** Opening Excerpt provided block **
The underlying litigation began in October 2000, when NCRIC, a provider of medical malpractice insurance to D.C. physicians, sued the Columbia Hospital for Women Medical Center Inc. (Columbia) for breach of their insurance contract. NCRIC alleged that Columbia owed it over $1.9 million in additional premiums under that contract, which expired in 2000.

Columbia asserted counterclaims for breach of contract and tortious interference, along with several other counterclaims that were dismissed prior to trial.

At trial, Columbia presented evidence and witness testimony supporting its allegations that, over a long period of negotiations and disputes between NCRIC and the hospital regarding the applicable terms and obligations of their recently expired malpractice insurance contract, NCRIC attempted to induce attending physicians at Columbia to leave the hospital, according to the appeals court.
** Closing Excerpt provided block **
_Work required_
Continue the account of NCRIC's lawsuit against Columbia Hospital for Women from its last sentence.
** Opening Supplied records block **
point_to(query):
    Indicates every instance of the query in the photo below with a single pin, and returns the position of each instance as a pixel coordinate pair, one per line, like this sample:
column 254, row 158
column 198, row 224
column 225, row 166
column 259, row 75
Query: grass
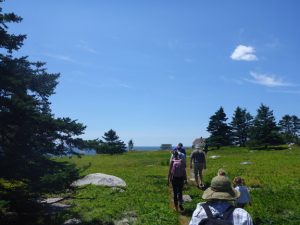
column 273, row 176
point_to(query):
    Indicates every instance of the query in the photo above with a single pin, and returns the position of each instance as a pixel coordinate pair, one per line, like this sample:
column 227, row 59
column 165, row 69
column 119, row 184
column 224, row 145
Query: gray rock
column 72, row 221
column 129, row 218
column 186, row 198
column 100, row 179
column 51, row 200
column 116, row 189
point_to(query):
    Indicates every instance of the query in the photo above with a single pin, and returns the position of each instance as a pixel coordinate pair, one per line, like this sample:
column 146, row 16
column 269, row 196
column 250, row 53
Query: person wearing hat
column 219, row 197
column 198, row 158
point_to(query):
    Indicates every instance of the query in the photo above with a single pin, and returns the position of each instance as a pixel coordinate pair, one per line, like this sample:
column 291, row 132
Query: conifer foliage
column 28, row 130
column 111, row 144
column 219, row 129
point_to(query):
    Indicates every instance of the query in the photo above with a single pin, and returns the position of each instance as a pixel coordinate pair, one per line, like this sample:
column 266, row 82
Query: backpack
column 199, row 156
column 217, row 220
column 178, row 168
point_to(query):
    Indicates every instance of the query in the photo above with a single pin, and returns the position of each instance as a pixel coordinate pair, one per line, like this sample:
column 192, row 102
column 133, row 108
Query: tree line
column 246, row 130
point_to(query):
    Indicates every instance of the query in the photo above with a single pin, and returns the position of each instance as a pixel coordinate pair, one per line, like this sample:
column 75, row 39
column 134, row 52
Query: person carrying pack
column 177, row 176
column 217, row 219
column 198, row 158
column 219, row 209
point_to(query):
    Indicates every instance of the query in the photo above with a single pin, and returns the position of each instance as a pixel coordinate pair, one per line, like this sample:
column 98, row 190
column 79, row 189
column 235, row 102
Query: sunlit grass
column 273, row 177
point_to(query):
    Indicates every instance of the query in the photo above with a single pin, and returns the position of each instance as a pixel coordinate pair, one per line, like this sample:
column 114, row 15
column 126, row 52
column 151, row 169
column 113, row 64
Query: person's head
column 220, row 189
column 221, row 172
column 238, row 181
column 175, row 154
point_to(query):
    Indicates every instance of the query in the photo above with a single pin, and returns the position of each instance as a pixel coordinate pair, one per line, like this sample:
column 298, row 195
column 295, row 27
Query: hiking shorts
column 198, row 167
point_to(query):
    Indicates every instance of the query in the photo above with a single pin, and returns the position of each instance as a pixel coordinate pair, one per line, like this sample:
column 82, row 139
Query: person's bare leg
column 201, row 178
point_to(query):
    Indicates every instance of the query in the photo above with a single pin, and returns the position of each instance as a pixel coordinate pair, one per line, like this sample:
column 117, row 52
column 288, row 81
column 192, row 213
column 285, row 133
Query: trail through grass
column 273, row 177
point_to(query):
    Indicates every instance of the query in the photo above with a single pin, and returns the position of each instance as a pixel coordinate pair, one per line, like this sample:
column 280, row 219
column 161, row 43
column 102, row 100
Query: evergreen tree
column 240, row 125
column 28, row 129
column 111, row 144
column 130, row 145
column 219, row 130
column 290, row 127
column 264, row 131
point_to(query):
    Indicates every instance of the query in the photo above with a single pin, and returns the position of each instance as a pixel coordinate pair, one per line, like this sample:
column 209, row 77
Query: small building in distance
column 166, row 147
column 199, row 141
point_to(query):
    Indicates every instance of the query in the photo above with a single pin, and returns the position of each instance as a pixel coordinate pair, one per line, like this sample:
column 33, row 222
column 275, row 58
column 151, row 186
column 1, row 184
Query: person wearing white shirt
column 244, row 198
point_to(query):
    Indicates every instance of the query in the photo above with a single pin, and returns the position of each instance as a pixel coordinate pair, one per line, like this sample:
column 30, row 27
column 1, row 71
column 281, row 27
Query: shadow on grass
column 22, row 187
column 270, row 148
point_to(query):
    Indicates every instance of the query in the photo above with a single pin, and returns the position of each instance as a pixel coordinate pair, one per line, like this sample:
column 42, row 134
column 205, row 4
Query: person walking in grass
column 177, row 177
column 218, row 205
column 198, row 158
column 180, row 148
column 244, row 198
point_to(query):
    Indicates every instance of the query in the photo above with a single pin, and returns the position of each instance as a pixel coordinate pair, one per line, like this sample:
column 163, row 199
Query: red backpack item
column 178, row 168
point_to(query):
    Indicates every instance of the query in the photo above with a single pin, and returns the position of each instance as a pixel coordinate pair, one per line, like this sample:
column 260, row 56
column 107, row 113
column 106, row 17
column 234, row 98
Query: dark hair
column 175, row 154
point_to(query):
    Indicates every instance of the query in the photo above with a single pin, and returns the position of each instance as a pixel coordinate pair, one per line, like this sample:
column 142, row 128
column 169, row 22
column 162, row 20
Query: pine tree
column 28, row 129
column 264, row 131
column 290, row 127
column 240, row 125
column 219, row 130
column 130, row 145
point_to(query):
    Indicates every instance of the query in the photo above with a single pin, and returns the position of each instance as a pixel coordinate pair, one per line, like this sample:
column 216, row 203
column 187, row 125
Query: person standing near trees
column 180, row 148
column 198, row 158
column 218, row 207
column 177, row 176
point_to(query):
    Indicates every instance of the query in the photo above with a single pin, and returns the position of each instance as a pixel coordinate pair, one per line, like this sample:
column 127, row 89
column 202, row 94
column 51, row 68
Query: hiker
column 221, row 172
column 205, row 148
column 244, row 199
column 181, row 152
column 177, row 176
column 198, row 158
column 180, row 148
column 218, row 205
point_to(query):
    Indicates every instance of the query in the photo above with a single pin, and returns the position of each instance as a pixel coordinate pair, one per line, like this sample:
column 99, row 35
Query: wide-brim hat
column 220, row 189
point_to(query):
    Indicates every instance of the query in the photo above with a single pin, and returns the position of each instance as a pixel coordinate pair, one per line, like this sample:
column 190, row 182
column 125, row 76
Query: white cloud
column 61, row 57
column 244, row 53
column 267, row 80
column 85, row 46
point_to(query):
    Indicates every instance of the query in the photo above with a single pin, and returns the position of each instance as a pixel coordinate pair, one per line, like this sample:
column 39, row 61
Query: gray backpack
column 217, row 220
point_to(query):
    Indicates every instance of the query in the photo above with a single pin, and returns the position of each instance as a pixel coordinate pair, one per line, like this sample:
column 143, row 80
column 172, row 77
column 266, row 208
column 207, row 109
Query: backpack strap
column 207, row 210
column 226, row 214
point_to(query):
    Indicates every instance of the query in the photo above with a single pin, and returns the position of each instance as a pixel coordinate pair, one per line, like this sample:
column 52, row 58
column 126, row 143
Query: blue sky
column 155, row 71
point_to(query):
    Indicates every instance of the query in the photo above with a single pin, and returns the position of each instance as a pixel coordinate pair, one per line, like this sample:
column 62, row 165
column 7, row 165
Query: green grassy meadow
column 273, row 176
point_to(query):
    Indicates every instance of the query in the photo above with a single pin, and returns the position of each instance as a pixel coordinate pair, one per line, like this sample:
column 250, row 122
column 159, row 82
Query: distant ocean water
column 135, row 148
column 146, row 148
** Closing Supplied records block **
** Opening Supplied records block **
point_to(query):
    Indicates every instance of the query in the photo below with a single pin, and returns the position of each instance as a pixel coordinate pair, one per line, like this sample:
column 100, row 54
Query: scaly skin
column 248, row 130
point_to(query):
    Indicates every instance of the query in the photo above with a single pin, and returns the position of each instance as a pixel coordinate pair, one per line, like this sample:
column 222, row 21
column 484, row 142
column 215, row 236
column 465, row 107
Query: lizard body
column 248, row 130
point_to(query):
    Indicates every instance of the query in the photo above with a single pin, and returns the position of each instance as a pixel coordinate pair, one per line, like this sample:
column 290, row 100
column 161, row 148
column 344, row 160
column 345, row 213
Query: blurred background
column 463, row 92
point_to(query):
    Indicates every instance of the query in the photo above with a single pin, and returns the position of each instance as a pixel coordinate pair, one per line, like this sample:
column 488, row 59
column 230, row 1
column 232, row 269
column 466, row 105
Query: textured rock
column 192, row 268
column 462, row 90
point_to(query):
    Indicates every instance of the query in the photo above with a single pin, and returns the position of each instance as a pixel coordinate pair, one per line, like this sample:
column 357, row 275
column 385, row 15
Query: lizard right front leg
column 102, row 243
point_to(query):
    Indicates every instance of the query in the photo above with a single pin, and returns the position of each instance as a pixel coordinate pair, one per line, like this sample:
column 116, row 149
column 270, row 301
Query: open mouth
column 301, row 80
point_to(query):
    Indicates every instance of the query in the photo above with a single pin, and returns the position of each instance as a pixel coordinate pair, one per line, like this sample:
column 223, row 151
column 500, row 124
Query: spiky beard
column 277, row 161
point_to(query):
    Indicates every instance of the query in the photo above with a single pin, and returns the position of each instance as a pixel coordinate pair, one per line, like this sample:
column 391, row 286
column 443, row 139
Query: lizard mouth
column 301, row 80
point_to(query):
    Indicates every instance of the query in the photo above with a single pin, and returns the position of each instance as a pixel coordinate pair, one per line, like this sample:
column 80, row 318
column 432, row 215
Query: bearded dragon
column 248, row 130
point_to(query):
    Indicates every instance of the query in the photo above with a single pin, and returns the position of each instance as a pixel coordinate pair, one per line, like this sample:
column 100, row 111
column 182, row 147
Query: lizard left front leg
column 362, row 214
** Closing Supplied records block **
** Opening Supplied records block **
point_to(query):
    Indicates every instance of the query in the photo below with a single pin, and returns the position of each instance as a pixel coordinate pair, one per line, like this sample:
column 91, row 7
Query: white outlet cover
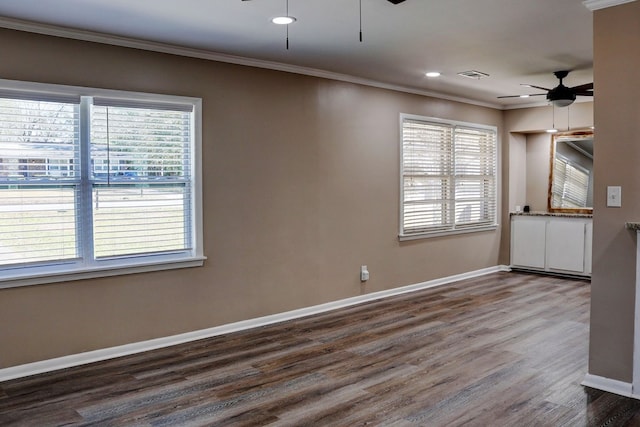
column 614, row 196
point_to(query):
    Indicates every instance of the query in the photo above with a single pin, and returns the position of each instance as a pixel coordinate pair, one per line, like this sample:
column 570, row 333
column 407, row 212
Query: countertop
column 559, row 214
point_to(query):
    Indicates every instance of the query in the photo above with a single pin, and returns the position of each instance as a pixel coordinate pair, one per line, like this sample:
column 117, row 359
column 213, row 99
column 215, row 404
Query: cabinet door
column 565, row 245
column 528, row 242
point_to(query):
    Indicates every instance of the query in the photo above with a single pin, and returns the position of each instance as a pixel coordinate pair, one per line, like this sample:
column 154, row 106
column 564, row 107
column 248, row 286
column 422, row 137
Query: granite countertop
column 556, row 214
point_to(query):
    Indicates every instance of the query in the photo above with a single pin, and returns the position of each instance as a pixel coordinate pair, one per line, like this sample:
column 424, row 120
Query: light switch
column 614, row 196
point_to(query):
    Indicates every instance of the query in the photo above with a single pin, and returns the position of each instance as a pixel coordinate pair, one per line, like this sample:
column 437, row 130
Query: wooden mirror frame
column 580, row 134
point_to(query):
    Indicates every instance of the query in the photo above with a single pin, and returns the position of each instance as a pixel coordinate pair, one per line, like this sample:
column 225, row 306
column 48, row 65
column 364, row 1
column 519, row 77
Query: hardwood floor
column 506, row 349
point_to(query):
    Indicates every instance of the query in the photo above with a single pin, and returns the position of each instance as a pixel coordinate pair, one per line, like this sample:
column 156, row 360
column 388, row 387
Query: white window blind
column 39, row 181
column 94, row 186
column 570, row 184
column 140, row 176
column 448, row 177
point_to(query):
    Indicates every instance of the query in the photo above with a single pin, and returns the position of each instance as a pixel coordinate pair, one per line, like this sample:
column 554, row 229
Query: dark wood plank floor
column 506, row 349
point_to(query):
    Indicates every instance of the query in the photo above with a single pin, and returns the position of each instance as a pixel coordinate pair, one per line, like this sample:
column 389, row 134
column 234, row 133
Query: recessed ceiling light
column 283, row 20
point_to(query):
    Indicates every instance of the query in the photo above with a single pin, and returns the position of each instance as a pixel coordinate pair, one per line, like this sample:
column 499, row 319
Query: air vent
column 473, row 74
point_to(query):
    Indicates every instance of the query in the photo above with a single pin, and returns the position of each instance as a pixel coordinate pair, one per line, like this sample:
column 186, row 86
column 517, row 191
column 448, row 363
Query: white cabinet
** Closing Supplied records block **
_Reply_
In addition, NCRIC allegedly encouraged these physicians to keep their insurance policies with NCRIC once they had relocated to other hospitals.

“Over thirty attending physicians - forty percent of the medical staff - left Columbia in the summer and fall of 2000,” the appeals court noted. “Many of them went to other hospitals where NCRIC provided them with equivalent insurance coverage at reduced rates.”

The appeals court also noted that, during the time when NCRIC was allegedly encouraging physicians to leave Columbia, the hospital was already experiencing financial struggles following its February 1998 declaration of bankruptcy and its adherence to a February 1999 court-approved plan of reorganization.

Beginning in September 2000, the appeals court explained, all of Columbia’s financial indicators (i.e., births, admissions, surgeries, in-patient days, referrals, etc.) dropped dramatically, and revenues fell by approximately $10 million per year.

“Witnesses at trial attributed the plunge to the departure of so many members of the hospital’s medical staff,” the appeals court noted.

Thus, in May 2002, “after fruitlessly exploring merger possibilities with three other non-profit institutions, Columbia ceased operations and closed its doors,” the appeals court said.

After the two-week trial, the jury returned a verdict in favor of Columbia, and awarded the hospital $220,002 on its breach of contract claim, and $18 million in damages on its claim of tortious interference with business relations.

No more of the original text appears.